* 提供抜粋 *
__________________________________________________
プロトコル合意のための施設訪問では、まずプロトコルや治験薬の概要について説明をします。選定調査の時にも説明はしていますけれども、プロトコル案から正式なプロトコルになる際に、少なからず変更されている箇所があるでしょうし、選定調査訪問の時から日にちが経っていれば、責任医師も内容を忘れているでしょうから、資料の事前提供に加えて、合意の前にはプレゼンを行います。責任医師から、特にどういう患者さんをエントリーできるのか、選択・除外基準については質問を受けると思いますので、正確に答えられるような練習をしておきましょう。
そして合意が済んだら、初回IRB の準備のための打ち合わせです。
__________________________________________________
* データ部 *

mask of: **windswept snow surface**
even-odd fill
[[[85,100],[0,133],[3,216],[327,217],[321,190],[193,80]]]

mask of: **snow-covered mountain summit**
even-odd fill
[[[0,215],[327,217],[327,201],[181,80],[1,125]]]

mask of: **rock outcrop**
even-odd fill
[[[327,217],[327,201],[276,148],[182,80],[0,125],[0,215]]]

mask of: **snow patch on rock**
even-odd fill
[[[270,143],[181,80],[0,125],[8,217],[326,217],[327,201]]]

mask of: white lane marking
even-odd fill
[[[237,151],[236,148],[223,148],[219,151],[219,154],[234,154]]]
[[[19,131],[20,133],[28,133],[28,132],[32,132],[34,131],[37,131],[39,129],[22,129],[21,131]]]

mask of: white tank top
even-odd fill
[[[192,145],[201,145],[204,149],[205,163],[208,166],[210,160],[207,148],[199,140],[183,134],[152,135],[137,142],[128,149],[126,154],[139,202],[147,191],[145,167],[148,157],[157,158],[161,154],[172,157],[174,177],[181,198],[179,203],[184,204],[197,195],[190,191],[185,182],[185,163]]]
__________________________________________________
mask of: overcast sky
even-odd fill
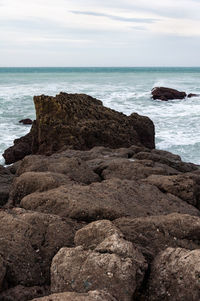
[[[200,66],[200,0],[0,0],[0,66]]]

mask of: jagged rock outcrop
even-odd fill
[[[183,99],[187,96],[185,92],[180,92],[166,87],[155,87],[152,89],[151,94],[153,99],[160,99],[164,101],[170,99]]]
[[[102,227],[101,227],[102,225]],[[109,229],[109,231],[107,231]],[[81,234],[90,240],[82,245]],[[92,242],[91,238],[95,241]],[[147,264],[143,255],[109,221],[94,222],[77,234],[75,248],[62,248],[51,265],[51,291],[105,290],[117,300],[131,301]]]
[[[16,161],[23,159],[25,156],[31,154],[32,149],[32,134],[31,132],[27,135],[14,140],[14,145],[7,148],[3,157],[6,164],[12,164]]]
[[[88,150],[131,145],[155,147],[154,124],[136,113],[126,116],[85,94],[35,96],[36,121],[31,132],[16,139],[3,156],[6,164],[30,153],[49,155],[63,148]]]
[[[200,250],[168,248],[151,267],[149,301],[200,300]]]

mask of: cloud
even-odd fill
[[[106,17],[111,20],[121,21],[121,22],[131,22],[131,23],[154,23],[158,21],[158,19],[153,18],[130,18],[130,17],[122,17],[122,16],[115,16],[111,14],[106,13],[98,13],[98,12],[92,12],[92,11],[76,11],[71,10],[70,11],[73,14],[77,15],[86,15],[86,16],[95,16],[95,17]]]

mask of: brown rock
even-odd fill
__________________________________________________
* 課題 1 *
上記の治験の施設訪問に関する文章から、「プロトコル合意のための施設訪」を含む語句で始まり「うな練習をしておきましょう。」で終わる部分を、一字も変えずに書き出してください。
* 課題 2 *
上記の治験の施設訪問に関する文章について、最後の文の後に続く部分を書き進めてください。

* 解答 1 *
プロトコル合意のための施設訪問では、まずプロトコルや治験薬の概要について説明をします。選定調査の時にも説明はしていますけれども、プロトコル案から正式なプロトコルになる際に、少なからず変更されている箇所があるでしょうし、選定調査訪問の時から日にちが経っていれば、責任医師も内容を忘れているでしょうから、資料の事前提供に加えて、合意の前にはプレゼンを行います。責任医師から、特にどういう患者さんをエントリーできるのか、選択・除外基準については質問を受けると思いますので、正確に答えられるような練習をしておきましょう。

* 解答 2 *
まず、同意説明文書の作成依頼をします。事前に依頼者案を提供しておき、それをアレンジして施設版として作成してもらいます。建前上の作成者は責任医師ですが、実際のほとんどの作業はCRCが行うと思います。もちろん、その過程で責任医師の意見を反映し、最終的には責任医師が作成者としての責任を負います。作成された施設版をモニターが受け取り、その内容をチェックして固定していきます。この時に施設が、依頼者としては編集して欲しくない箇所を削除や省略している場合、多くは社内での承認が必要です。GCP上、記載が義務付けられている箇所等が、そういう箇所に該当します。もし、施設版の中で、依頼者が受け入れ不可と判断する内容が含まれている場合は、モニターは、そのことを施設に説明して、作り直してもらわなければなりません。
それから、分担医師の氏名リスト、責任医師の履歴書の提供を依頼します。履歴書は、選定時に入手していれば、改めて入手する必要はありません。
被験者に支払う費用の資料の作成が必要ですので、その施設での負担軽減費や保険外併用療養費支給対象外経費の取り扱いの内容を、事務局の担当者から聞きます。これらの内容は、同意説明文書にも反映されますので、被験者に支払う資料と同意説明文書の内容が不整合にならないように注意しましょう。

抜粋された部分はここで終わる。